**EXERCISE DIRECTIONS:** Copy word for word every line of the data from the one containing "man in navy" through the last line, including both of those lines.

**DATA FOR THIS EXERCISE:**
┏━━

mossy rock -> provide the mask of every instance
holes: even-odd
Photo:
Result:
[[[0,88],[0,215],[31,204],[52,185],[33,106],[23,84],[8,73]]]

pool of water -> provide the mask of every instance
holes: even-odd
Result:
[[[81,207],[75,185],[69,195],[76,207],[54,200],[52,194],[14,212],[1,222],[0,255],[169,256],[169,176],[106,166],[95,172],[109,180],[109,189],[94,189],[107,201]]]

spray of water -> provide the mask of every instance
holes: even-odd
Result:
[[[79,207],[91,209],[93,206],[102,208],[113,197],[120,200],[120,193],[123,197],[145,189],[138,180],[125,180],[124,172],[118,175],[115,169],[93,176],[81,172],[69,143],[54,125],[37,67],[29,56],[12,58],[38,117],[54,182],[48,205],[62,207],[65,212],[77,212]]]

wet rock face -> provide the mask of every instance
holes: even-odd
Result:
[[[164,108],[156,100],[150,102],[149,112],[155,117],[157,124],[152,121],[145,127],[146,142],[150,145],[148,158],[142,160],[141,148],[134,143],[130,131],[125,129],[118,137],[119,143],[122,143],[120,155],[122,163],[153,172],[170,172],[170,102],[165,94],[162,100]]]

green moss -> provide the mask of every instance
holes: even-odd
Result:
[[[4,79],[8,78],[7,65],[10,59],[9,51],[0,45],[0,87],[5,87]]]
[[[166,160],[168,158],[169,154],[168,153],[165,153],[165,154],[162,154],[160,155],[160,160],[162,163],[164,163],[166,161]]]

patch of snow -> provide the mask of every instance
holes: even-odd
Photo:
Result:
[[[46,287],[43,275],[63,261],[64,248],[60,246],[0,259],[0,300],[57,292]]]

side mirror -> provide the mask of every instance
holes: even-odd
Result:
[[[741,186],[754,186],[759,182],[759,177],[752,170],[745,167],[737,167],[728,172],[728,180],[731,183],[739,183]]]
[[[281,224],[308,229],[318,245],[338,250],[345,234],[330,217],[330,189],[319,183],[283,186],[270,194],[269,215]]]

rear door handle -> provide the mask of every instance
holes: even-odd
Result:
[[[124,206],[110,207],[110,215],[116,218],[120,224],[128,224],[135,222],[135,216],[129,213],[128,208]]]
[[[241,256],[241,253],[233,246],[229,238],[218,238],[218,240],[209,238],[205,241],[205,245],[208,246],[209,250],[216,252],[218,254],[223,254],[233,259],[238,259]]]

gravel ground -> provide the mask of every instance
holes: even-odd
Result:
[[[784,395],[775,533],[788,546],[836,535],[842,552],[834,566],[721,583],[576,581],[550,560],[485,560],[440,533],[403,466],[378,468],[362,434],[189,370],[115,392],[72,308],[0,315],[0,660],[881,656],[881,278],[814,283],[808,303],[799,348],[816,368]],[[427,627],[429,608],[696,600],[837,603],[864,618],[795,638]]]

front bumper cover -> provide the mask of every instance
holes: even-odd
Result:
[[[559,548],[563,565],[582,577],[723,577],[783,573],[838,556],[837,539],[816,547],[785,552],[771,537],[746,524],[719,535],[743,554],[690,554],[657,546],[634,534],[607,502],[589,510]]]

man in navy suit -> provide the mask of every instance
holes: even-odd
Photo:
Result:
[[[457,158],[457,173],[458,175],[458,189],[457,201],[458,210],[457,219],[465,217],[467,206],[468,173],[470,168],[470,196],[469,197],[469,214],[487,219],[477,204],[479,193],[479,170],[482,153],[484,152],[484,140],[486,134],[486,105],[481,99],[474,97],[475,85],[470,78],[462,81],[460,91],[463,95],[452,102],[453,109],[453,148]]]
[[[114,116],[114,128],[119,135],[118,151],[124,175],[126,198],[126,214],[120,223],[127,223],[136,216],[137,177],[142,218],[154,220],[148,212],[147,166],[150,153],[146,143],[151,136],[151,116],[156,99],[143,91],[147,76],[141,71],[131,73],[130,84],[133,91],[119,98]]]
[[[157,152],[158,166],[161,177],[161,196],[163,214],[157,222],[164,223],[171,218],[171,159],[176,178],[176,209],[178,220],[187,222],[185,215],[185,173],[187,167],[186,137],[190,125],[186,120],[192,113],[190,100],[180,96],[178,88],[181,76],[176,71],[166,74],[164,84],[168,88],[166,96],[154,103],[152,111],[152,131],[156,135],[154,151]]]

┗━━

**REPLY TO THE TASK:**
man in navy suit -> provide the mask of every instance
holes: even-odd
Photo:
Result:
[[[457,158],[457,173],[458,175],[458,189],[457,201],[458,210],[457,219],[465,217],[467,206],[468,173],[470,168],[470,196],[469,197],[469,214],[487,219],[477,204],[479,193],[479,170],[482,153],[484,152],[484,140],[486,134],[486,105],[481,99],[474,97],[475,85],[470,78],[462,81],[460,91],[463,95],[452,102],[453,109],[453,148]]]
[[[114,116],[114,128],[119,135],[118,151],[124,175],[126,198],[126,214],[120,223],[127,223],[136,216],[137,177],[142,218],[154,220],[148,212],[147,166],[150,153],[146,143],[151,136],[151,116],[156,99],[143,91],[147,76],[141,71],[131,73],[130,84],[133,91],[119,98]]]
[[[157,152],[158,166],[161,177],[161,196],[163,214],[157,222],[164,223],[171,218],[171,159],[176,178],[176,209],[178,220],[187,222],[185,215],[185,173],[187,167],[186,137],[190,125],[186,120],[192,113],[190,100],[180,96],[178,88],[181,76],[176,71],[166,74],[164,84],[168,88],[166,96],[154,103],[152,111],[152,131],[156,135],[154,151]]]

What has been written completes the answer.